━━━━━ Input records ━━━━━

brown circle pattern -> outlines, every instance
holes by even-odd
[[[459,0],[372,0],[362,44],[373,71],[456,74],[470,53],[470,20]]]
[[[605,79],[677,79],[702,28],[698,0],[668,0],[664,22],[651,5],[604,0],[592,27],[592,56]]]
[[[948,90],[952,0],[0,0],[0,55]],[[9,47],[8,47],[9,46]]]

━━━━━
━━━━━ Input records ━━━━━

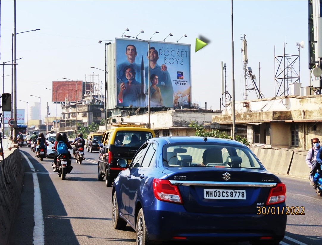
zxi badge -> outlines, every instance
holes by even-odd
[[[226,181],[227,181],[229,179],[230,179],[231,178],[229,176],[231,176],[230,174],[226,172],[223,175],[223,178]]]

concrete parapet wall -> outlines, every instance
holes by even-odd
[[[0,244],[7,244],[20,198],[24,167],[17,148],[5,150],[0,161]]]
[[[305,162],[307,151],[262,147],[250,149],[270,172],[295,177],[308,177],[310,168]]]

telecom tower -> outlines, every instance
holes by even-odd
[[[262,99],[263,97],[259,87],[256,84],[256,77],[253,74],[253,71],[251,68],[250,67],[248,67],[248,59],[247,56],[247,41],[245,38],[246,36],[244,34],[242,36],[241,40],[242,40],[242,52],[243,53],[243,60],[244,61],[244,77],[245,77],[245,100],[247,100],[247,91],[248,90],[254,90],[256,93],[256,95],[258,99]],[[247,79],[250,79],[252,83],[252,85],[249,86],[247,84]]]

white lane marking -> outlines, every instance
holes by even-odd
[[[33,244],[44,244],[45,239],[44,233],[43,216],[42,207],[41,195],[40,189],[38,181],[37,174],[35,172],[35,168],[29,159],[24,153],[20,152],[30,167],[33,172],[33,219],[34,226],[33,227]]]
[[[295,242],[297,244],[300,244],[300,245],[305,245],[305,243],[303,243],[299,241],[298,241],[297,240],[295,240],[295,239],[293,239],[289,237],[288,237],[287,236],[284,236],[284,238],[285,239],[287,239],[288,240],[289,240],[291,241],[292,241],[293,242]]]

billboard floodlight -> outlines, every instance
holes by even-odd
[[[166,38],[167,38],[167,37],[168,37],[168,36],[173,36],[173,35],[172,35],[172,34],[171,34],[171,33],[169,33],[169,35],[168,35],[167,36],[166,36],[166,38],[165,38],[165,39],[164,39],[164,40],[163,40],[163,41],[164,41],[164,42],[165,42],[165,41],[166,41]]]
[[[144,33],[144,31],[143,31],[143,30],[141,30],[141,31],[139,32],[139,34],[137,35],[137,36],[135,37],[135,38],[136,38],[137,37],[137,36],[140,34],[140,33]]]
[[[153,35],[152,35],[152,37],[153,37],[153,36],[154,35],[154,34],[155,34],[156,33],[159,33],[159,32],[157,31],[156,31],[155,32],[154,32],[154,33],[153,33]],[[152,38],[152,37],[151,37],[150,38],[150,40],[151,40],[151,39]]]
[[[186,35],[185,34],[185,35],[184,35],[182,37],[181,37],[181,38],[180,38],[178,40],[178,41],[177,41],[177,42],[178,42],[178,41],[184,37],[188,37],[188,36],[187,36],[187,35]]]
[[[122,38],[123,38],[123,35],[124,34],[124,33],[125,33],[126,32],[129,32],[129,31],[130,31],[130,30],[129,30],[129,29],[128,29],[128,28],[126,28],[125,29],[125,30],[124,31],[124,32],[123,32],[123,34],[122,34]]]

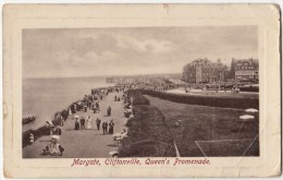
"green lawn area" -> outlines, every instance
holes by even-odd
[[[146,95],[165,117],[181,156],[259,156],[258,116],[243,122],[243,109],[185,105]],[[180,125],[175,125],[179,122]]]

━━━━━

__Written instruction__.
Please repeat the material from the line containing "brown circle pattern" through the line containing "[[[948,90],[952,0],[0,0],[0,55]],[[9,47],[8,47],[9,46]]]", keeping every character unchanged.

__Result for this exercise__.
brown circle pattern -> outlines, every instance
holes by even-odd
[[[459,0],[372,0],[362,44],[373,71],[456,74],[470,53],[470,20]]]
[[[605,79],[677,79],[702,28],[698,0],[668,0],[664,22],[651,5],[604,0],[592,27],[592,56]]]
[[[948,90],[952,0],[0,0],[0,55]],[[9,47],[8,47],[9,46]]]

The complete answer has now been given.